- Problem statement:
Will you quote all of the entries, word for word?

··· Dataset content ···

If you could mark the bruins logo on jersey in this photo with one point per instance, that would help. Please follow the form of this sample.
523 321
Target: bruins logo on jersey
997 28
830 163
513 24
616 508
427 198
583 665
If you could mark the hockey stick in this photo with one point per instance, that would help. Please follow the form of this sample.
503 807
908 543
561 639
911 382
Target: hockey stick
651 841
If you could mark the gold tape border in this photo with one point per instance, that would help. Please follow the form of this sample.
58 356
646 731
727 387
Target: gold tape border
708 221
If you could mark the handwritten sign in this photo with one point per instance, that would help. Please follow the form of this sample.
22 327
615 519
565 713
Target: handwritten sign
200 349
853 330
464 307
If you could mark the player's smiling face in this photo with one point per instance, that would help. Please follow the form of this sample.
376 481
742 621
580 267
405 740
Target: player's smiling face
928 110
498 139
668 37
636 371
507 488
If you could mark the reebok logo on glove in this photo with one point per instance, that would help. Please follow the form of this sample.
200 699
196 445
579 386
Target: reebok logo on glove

···

- Task response:
If you could mark the bruins logo on jersey in this photo with one point per instance, that would help. Please follow the form of this sample.
523 321
Target: bruins logo on jersey
997 28
830 163
513 24
616 508
427 198
583 665
If you could mark the hockey stick in this photo with one point per instance, that would help. Please follow the form of this sample.
503 807
908 543
561 639
911 382
Target: hockey stick
651 841
If you could mark the gold tape border in this photo with one point per instance, that would help. Please follow the form of this sample.
58 356
646 731
727 387
Target: gold tape border
708 221
If you could mark the handwritten sign in this photo with one point per instance, that would help. Please follow the form of this sample.
22 327
615 519
565 713
Target: handwritten sign
200 349
853 330
464 307
If you could mark the player's smiling face in this photo with one point per instance, that would help. Please follow the form of this sample.
376 481
742 621
580 267
405 740
Target: player's smiling face
928 110
498 139
668 37
636 371
507 488
If you could mark the reebok logo on glove in this photo with one point per instance, that would help. Please follow the form of this sample.
200 699
196 445
579 386
Target: reebok logo on glove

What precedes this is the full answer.